== TASK ==
Tally the lines of the records below that contain the string "negative", treating case as significant. Reply with the number alone.

Saved data entries
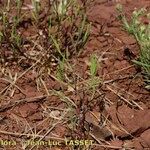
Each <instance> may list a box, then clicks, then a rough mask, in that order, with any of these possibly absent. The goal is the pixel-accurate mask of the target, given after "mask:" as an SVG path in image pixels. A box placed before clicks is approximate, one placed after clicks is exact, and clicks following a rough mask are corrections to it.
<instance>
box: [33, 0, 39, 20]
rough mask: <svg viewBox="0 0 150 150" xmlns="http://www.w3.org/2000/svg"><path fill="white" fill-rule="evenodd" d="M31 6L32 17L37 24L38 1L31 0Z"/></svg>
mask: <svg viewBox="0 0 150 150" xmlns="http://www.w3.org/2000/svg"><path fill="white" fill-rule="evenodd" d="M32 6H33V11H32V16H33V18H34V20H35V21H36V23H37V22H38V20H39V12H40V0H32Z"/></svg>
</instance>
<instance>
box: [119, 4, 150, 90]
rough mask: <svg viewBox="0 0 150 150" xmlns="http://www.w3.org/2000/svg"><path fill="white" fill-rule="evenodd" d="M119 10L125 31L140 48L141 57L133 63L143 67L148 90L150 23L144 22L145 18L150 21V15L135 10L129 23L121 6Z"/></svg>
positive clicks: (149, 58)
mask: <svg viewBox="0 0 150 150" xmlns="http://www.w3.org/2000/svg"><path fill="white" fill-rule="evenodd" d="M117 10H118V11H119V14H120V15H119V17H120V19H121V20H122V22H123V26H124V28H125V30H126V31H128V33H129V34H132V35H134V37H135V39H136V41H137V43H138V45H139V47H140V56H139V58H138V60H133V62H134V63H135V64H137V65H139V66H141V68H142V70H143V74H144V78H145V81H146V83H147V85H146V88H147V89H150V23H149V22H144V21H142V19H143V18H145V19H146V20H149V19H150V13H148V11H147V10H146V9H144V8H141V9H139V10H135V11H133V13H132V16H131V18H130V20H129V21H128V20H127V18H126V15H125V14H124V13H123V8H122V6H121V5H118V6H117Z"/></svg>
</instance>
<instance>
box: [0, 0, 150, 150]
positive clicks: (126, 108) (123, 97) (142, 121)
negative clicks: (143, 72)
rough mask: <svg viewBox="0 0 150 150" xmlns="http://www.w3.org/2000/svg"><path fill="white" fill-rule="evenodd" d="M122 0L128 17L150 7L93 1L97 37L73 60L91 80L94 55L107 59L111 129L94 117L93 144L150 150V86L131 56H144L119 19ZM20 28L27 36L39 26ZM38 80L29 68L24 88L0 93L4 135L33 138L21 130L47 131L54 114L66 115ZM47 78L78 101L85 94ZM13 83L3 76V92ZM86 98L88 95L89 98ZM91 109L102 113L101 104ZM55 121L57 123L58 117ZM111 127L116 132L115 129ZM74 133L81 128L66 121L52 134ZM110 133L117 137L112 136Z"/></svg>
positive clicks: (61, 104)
---
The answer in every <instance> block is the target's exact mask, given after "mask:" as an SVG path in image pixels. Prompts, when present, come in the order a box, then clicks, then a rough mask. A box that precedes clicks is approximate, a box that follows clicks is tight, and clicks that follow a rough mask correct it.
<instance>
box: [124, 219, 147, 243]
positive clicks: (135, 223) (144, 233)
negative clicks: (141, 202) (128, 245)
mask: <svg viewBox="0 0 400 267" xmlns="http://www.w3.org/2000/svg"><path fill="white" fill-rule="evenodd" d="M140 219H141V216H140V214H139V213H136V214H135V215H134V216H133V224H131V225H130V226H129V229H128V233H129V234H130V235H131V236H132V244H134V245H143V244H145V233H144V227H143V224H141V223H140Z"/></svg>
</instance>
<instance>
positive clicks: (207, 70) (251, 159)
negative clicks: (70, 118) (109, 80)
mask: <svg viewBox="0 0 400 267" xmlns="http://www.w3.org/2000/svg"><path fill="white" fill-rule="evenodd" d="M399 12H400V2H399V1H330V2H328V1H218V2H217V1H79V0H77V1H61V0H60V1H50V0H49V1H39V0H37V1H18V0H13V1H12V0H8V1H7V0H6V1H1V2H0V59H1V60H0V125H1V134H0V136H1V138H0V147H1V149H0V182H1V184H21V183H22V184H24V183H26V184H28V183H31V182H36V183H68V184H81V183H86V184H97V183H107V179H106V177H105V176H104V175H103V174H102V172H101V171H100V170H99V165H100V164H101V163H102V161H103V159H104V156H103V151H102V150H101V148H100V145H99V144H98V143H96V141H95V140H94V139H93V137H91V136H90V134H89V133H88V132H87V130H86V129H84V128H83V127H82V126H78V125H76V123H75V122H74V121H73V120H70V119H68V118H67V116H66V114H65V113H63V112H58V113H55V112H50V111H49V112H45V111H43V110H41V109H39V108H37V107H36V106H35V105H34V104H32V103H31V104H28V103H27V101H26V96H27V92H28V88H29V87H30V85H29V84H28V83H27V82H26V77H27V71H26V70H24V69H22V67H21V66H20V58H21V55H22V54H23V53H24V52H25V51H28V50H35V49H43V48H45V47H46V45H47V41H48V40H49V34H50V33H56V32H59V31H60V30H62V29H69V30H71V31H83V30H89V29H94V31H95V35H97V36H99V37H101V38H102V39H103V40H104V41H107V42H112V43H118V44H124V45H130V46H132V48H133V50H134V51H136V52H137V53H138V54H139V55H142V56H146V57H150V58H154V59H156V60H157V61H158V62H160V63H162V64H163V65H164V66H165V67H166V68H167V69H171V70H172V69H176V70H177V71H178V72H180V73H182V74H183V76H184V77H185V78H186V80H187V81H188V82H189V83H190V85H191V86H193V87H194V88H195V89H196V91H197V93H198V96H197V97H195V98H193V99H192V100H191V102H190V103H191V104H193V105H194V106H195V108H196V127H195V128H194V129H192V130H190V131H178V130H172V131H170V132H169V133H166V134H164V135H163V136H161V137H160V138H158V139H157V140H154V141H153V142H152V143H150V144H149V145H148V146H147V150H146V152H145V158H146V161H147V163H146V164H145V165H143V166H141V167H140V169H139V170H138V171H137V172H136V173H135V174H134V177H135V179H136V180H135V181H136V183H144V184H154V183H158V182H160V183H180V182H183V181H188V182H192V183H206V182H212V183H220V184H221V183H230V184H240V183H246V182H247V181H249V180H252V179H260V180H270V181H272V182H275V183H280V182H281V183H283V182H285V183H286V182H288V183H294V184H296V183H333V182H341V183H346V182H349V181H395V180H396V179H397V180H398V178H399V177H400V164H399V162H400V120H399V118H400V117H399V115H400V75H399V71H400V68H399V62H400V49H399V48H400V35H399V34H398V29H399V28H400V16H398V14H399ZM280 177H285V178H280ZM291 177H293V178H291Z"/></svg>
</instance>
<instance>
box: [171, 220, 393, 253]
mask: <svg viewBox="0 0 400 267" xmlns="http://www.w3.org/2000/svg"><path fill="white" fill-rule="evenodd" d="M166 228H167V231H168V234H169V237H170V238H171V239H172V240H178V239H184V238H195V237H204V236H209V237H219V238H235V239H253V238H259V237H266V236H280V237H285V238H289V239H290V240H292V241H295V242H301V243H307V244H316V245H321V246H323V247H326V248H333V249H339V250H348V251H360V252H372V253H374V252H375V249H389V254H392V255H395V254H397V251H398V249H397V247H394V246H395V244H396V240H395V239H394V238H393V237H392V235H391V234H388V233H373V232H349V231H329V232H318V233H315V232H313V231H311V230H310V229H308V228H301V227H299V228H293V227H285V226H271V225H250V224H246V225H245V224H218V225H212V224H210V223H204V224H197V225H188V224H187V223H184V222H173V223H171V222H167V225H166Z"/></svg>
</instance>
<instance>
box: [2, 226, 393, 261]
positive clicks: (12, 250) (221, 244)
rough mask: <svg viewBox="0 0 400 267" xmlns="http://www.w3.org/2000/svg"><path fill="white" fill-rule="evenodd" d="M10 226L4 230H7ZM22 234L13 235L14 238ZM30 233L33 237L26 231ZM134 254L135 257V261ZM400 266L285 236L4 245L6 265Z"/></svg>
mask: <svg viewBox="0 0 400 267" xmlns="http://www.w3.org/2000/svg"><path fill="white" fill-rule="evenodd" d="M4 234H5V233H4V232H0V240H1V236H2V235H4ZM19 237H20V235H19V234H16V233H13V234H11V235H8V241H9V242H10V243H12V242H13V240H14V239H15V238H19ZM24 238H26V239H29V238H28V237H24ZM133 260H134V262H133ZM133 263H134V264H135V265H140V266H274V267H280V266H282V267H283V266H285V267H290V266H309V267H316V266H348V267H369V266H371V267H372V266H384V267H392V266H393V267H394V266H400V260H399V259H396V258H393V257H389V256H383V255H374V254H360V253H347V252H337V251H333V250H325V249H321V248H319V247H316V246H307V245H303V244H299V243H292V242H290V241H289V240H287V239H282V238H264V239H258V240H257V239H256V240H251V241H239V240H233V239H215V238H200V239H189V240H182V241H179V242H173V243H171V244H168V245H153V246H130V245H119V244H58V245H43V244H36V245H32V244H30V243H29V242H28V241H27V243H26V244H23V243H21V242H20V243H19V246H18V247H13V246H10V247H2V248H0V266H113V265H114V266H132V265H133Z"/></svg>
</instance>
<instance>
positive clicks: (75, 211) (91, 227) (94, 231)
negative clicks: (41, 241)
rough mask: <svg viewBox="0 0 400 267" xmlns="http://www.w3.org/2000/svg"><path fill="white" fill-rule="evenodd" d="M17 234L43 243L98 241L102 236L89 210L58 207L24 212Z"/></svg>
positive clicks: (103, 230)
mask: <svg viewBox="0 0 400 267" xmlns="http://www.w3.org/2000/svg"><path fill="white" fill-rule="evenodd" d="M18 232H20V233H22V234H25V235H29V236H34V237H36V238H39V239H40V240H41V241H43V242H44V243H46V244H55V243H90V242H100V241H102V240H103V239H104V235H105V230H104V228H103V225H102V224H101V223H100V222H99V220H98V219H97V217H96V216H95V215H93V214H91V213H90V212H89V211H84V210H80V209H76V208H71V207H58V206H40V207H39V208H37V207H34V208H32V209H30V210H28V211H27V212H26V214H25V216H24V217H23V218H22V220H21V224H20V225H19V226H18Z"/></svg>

== EXERCISE RESULT ==
4